- _Source passage_:
- - -
Justice was swift for Nishimura. The U.S. attorney’s office charged him Friday with “unauthorized removal and retention of classified documents and material,” a misdemeanor. He made his first and only court appearance Wednesday, when he pleaded guilty and was sentenced.
A consensual search by federal agents of Nishimura’s Folsom property in May 2012 turned up “classified and unclassified military records, stored both digitally and in hard copy,” according to court papers. Included in the material were “at least four digitally stored classified U.S. Army records dating from (Nishimura’s) 2007-2008 Afghanistan tour.”
The press release says investigation “did not reveal evidence that Nishimura intended to distribute classified information to unauthorized personnel.” He was prosecuted by Assistant U.S. Attorney Jean Hobler, who handles national security cases.
In his role as a regional engineer for the military in Afghanistan, Nishimura had access to classified briefings and digital records that could only be retained and viewed on authorized government computers, the court papers say. Through spokeswoman Lauren Horwood, the U.S. attorney’s office would not be more specific regarding the nature of the records.
Portanova said his client’s garage “also contained everything he had ever done, dating back to grade school – report cards, pop quizzes and drawings. He’s just a man who stores things. There was no malicious intent, no sharing of the information.”
Portanova said his client is now retired after 22 years of active and reserve duty in the Navy, and works as an engineer in the private sector.
- - -
- _Given problem 1_:
Copy the classified-records case text verbatim, from "The press release" to "national security cases.".
- - -
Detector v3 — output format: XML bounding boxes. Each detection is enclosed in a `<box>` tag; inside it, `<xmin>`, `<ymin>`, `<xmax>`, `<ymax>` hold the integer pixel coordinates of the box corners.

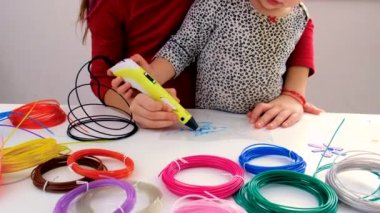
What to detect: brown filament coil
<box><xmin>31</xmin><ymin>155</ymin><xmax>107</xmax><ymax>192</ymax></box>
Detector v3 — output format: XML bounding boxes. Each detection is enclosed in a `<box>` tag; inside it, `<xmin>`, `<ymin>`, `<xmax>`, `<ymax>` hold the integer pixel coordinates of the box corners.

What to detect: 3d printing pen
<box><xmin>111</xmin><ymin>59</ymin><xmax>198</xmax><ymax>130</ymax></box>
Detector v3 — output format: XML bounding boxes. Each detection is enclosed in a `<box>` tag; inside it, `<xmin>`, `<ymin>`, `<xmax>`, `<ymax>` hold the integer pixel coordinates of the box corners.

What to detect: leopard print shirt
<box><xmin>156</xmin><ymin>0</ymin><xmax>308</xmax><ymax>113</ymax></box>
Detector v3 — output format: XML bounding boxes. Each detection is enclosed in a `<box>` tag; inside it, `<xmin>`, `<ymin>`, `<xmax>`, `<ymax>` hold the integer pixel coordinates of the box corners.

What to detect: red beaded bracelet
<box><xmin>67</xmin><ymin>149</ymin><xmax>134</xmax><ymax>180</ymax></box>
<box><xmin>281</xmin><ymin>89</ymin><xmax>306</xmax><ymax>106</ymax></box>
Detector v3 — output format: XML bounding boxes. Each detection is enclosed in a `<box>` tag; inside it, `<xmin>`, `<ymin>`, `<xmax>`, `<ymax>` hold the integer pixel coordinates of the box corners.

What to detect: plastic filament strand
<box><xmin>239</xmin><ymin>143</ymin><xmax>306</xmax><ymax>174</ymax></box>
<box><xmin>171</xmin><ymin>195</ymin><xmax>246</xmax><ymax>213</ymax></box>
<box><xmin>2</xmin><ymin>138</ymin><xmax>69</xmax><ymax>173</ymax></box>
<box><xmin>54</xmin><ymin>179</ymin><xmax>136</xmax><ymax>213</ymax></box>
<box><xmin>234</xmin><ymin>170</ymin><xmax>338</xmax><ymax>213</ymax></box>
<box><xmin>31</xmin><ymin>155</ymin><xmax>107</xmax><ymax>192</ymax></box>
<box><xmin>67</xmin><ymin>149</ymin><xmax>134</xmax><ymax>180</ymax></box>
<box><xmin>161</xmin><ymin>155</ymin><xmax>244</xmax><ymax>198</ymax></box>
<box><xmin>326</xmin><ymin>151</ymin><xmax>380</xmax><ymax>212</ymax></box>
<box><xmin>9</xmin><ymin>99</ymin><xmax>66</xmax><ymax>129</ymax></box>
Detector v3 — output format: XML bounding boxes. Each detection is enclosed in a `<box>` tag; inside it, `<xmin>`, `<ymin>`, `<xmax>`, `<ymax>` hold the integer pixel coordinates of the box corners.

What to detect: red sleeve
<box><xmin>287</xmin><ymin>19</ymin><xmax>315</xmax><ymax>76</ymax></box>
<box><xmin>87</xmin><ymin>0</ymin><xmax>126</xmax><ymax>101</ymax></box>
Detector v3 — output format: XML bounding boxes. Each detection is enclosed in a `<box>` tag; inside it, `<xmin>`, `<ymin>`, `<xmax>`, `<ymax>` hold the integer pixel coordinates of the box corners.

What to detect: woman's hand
- - -
- _Given problem 2_:
Reproduce the records verbatim from their first line through the line with "What to detect: brown filament coil", both ends included, and omit the pictures from your output.

- _Task result 1_:
The press release says investigation “did not reveal evidence that Nishimura intended to distribute classified information to unauthorized personnel.” He was prosecuted by Assistant U.S. Attorney Jean Hobler, who handles national security cases.

- _Task result 2_:
Detector v3 — output format: XML bounding boxes. Each detection is enclosed in a `<box>` tag; inside it, `<xmin>`, `<ymin>`, `<xmax>`, `<ymax>` hold the integer pixel coordinates of the box corners.

What to detect: brown filament coil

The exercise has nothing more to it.